Stated task
Reproduce the following data line for line, changing nothing.

** start Supplied records **

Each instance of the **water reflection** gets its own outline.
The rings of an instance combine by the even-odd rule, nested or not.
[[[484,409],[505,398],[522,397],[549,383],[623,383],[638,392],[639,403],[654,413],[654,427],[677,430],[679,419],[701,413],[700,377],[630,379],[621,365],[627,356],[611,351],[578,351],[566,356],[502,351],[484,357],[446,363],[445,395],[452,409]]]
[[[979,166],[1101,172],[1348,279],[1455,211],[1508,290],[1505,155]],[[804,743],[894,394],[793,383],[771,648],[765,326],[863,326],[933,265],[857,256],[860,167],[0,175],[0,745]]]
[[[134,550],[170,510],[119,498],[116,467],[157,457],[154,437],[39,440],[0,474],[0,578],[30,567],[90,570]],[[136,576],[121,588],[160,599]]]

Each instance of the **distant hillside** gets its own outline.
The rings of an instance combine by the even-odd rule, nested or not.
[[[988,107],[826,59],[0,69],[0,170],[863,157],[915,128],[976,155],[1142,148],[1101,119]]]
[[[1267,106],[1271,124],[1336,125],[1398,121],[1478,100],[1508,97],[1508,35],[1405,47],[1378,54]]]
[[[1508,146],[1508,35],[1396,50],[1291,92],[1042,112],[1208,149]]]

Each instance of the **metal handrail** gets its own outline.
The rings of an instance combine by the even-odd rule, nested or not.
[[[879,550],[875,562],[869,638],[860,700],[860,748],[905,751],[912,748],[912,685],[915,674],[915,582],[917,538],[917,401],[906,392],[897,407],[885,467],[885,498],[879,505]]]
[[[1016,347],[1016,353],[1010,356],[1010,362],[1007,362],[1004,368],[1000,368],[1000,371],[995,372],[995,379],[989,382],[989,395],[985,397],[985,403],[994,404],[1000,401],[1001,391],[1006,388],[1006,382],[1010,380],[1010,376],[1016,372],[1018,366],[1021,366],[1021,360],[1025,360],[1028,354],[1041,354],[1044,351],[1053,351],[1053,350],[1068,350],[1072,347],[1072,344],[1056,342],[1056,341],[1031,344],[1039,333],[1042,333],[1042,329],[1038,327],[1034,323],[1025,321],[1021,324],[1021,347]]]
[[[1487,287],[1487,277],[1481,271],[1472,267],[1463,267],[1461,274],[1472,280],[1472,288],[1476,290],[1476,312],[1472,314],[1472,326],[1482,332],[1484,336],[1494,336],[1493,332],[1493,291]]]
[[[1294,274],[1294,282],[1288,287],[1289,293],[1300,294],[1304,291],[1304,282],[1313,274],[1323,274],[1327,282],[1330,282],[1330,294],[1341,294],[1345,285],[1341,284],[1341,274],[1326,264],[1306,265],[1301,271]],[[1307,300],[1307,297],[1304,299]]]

** end Supplied records **

Written reply
Each instance of the **water reflection** gets its own outline.
The rings of an instance combine by the even-odd rule, nested or not.
[[[484,409],[505,398],[522,397],[549,383],[623,383],[638,392],[639,403],[654,413],[654,427],[677,430],[679,419],[701,413],[700,377],[630,379],[621,365],[627,356],[611,351],[578,351],[566,356],[502,351],[484,357],[446,363],[445,395],[452,409]]]
[[[979,166],[1101,172],[1348,279],[1455,211],[1508,290],[1505,155]],[[804,743],[894,394],[793,383],[771,648],[765,326],[863,326],[933,265],[857,256],[860,167],[0,175],[0,745]]]
[[[134,550],[170,510],[119,498],[116,467],[157,457],[154,437],[39,440],[0,474],[0,578],[30,567],[90,570]],[[136,576],[121,588],[160,599]]]

Each instance of the **distant hillside** gets its own outline.
The rings of an instance combine by the even-odd rule, nested or not.
[[[988,107],[826,59],[0,69],[0,170],[863,157],[915,128],[976,155],[1142,148],[1101,119]]]
[[[1267,106],[1271,124],[1336,125],[1398,121],[1478,100],[1508,97],[1508,35],[1405,47],[1378,54]]]
[[[1508,146],[1508,35],[1396,50],[1291,92],[1042,112],[1208,149]]]

Each instance of the **metal handrail** gets its own outline.
The rings of an instance combine by the even-odd rule, nested or not.
[[[879,550],[875,562],[869,638],[860,700],[860,748],[905,751],[912,748],[912,685],[915,674],[915,582],[917,538],[917,401],[906,392],[897,407],[885,467],[885,498],[879,505]]]
[[[1016,347],[1016,353],[1010,356],[1010,362],[1007,362],[1004,368],[1000,368],[1000,371],[995,372],[995,379],[989,382],[989,395],[985,397],[985,403],[994,404],[1000,401],[1001,391],[1006,388],[1006,382],[1010,380],[1010,376],[1016,372],[1018,366],[1021,366],[1021,360],[1025,360],[1028,354],[1041,354],[1044,351],[1053,351],[1053,350],[1068,350],[1072,347],[1072,344],[1056,342],[1056,341],[1031,344],[1039,333],[1042,333],[1042,329],[1038,327],[1034,323],[1025,321],[1021,324],[1021,347]]]
[[[1487,287],[1487,277],[1481,271],[1472,267],[1463,267],[1461,274],[1472,280],[1472,288],[1476,290],[1476,312],[1472,314],[1472,326],[1482,332],[1484,336],[1494,336],[1493,332],[1493,291]]]
[[[1294,274],[1294,282],[1288,287],[1289,293],[1300,294],[1304,291],[1304,282],[1313,274],[1323,274],[1327,282],[1330,282],[1330,294],[1341,294],[1345,285],[1341,284],[1341,274],[1326,264],[1306,265],[1301,271]],[[1307,300],[1307,297],[1304,299]]]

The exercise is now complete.